### Exercise task
Would you quote the material below in full and unchanged?

### Listing
++++++++++++++++++++
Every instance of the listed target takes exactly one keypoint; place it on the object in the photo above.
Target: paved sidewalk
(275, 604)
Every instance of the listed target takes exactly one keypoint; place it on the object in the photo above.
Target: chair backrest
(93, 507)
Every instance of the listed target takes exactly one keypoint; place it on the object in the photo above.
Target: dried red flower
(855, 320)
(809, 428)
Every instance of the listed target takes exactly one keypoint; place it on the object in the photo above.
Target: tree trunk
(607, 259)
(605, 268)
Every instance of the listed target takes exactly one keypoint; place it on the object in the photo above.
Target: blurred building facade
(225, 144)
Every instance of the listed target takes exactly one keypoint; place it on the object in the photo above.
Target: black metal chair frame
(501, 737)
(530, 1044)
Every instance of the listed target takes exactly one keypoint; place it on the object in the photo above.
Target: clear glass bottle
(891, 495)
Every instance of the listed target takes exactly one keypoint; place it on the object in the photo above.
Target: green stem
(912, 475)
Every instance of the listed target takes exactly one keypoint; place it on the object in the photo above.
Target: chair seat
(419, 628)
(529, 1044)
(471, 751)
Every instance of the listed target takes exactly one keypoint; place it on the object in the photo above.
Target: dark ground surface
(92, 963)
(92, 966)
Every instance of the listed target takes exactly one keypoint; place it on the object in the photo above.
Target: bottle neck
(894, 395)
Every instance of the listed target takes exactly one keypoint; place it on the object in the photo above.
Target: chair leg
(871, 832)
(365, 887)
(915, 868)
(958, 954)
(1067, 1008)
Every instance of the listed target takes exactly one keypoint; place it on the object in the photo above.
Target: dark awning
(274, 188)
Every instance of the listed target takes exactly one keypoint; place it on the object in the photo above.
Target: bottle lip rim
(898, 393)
++++++++++++++++++++
### Exercise output
Every instance of the listed target takes exactly one keypoint; place it on the object in the photo above.
Target: paved sidewalk
(275, 604)
Every instance of the listed target takes exactly one keypoint; place it on the object in the photo above.
Target: chair backrest
(93, 507)
Every instance of the listed target takes exactly one keypoint; place it on the object in the photo above.
Target: dried red flower
(855, 320)
(809, 428)
Every instance of the listed target takes exactly one keypoint; place it on the object in the photo above.
Target: tree trunk
(607, 259)
(605, 268)
Every instance of the listed target takes exactly one keypoint; place it on the object in the photo above.
Target: blurred building facade
(225, 144)
Every instance of the listed target takes exactly one keypoint; place it on the object in the photo above.
Target: black metal chair frame
(501, 737)
(530, 1044)
Every instance of the listed target takes exactly one keypoint; place it on the object in the photo above.
Target: clear glass bottle
(891, 495)
Every instance of the listed target takes exactly one keypoint; place it on the object in the photo above.
Target: green stem
(912, 475)
Every instance of the listed target takes exactly one keypoint; place it on the object in the photo above.
Target: chair seat
(419, 628)
(529, 1044)
(471, 751)
Every instance of the listed target takes exactly one keypoint; place it on the object in the photo above.
Target: dark ground surface
(92, 963)
(92, 966)
Every instance of the listed target takes exactly one keypoint; place it on the object in the photo above.
Target: bottle neck
(894, 395)
Every instance of the listed target takes exactly one keypoint; place it on the object in the photo above.
Target: chair leg
(871, 832)
(365, 887)
(915, 868)
(958, 954)
(1067, 1008)
Every instance of the listed target takes exactly one keypoint; place it on the object in the photo above.
Target: dark awning
(274, 188)
Every instance of the listed target takes exactly one keypoint; place it on the object in the photo above.
Target: bottle lip rim
(898, 393)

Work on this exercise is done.